What the exercise asks >> Write out every one of the entries below word for word. Omit the pictures.
>> begin Stored rows
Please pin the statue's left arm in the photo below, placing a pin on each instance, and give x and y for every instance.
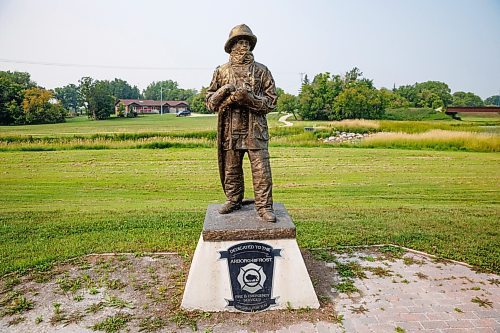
(264, 101)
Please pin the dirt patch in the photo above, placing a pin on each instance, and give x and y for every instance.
(125, 292)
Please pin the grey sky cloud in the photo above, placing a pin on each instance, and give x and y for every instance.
(392, 42)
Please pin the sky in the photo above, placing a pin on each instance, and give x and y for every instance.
(391, 42)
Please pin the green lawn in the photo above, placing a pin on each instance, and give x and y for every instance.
(61, 204)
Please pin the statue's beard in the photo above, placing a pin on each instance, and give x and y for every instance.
(240, 56)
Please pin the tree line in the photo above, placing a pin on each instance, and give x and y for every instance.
(347, 96)
(326, 97)
(22, 101)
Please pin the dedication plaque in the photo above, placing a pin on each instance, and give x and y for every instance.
(251, 268)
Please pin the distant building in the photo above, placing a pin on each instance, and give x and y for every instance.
(147, 106)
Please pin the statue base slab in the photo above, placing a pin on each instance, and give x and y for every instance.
(242, 263)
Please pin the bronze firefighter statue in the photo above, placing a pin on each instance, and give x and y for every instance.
(242, 92)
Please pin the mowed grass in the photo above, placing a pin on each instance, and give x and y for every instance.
(60, 204)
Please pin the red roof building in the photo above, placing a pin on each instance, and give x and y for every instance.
>> end Stored rows
Task response >>
Please pin the statue's left arm in the photo below, placing a pin on each instance, and give x and y for every instance.
(264, 101)
Please pin the dirt patch in the photo above, placing a pin on each instance, and give x and y for every instance.
(125, 292)
Please pin the grey sky cloud in the photo above, placing a pin on each instance, and give x and y for every instance.
(392, 42)
Please pin the sky in the photo above, placing a pin on each instance, and give x and y for every instance.
(391, 42)
Please pin the green lawn in the photo above, placing a pin on each instance, and give x and y for every instance.
(61, 204)
Please pin the statue's beard in the photo above, placing a pin on each instance, and give x and y for every instance.
(240, 56)
Please pin the tree line in the photo above, placing a pin on each instance, and give x and y for every instance.
(347, 96)
(326, 97)
(22, 101)
Please pin the dedication plaque in the photo above, placing a pin on each instance, and give x and y for every instance.
(251, 268)
Please pin the distant building in the photo above, placing a pin on each instance, and give x and y for every instance.
(147, 106)
Please pin the statue base slab in the photo above, placing a pin on each instance, and give x and y for every instance.
(242, 263)
Please pin the bronze firefighter statue in the photo above, placing a pin on each instance, and give x and y for every instance.
(242, 92)
Please pin the mowed grass in the photo above, placing a pin on each instance, and give x and y for every instance.
(60, 204)
Please pin the red roof building in the photo above, placing a pin on each instance, and give x and y for every instance.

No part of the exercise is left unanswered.